- _WRITTEN EXERCISE_
Rewrite every line of the rows from the start through the line containing "[0,141,350,263]", shifting each bounding box coordinate in the answers up by 70.

===== TASK INPUT

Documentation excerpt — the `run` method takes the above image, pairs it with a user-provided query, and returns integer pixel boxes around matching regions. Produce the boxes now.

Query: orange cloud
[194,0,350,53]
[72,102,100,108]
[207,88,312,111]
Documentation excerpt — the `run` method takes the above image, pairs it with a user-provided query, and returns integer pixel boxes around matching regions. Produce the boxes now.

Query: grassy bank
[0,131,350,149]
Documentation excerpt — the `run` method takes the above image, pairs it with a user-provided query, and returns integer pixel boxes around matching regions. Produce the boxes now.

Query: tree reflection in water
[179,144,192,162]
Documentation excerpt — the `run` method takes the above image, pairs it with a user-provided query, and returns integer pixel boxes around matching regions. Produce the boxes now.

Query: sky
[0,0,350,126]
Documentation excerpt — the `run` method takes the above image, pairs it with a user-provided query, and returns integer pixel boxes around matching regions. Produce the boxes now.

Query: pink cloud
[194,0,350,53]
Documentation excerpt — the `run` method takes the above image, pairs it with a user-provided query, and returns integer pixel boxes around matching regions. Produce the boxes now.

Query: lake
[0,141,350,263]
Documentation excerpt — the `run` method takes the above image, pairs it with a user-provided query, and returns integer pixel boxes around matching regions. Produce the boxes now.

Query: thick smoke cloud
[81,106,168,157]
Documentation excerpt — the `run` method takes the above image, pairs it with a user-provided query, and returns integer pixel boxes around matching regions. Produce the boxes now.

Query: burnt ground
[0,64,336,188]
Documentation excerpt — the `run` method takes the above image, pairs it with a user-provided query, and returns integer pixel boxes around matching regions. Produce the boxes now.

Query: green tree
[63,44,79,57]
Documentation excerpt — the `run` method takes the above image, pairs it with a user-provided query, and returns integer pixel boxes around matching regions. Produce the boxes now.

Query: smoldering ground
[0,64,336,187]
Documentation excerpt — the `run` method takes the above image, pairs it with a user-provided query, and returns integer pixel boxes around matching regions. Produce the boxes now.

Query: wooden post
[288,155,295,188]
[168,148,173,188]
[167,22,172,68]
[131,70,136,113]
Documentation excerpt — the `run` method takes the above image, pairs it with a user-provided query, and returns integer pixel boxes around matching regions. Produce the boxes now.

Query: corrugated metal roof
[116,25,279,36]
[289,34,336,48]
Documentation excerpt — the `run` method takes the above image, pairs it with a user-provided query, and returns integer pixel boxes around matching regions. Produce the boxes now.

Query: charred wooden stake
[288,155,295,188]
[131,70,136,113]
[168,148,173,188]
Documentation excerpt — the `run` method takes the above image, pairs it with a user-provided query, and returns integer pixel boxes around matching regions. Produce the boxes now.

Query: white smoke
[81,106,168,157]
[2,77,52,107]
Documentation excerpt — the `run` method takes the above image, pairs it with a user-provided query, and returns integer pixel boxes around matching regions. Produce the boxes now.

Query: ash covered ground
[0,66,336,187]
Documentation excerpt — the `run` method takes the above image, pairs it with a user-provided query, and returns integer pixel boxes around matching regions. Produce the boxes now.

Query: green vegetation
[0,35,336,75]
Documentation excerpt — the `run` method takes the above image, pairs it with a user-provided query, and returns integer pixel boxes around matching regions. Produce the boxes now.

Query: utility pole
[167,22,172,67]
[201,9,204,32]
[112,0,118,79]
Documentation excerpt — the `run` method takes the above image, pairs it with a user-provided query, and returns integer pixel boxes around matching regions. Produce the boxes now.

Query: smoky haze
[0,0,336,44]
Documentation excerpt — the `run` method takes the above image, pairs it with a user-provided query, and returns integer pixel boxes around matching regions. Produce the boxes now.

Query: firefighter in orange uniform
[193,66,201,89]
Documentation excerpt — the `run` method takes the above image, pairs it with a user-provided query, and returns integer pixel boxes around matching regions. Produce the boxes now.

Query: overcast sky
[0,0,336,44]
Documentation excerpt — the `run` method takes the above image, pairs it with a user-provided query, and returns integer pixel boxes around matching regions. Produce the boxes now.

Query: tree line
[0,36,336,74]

==========

- _SOLUTION_
Documentation excerpt — the `run` method takes the above image, pairs it with a user-provided query, and returns integer pixel boxes around matching regions. Produce the boxes now.

Query: orange cloud
[264,70,420,123]
[142,172,170,178]
[277,158,382,181]
Documentation excerpt — the `run` method takes the above image, pairs it with a user-provided query, and returns integer pixel boxes around matching regions. Produce the boxes now.

Query: grassy bank
[70,201,420,219]
Documentation excerpt — the `run` method takes the above image, pairs it with a user-provided query, and returns integer pixel boxes around matching regions. Produce the boxes now.

Query: tree reflection in water
[249,214,262,232]
Documentation excerpt — the `run` method takes the above image, pairs it with a user-provided query, and returns integer pixel boxes around matching regions. Produce the boxes now.

Query: sky
[70,70,420,196]
Documentation excerpt — the `run` method takes the above image, pairs it with a user-provided query, and returns integer pixel boxes around matching regions. Produce the boxes now.

Query: pink cloud
[264,70,420,123]
Documentation excerpt — the `run` method takes the above image, pairs it with a user-provided query, and returns integer pixel boxes around matching regions. Produce the boxes now.

Query: lake
[70,211,420,333]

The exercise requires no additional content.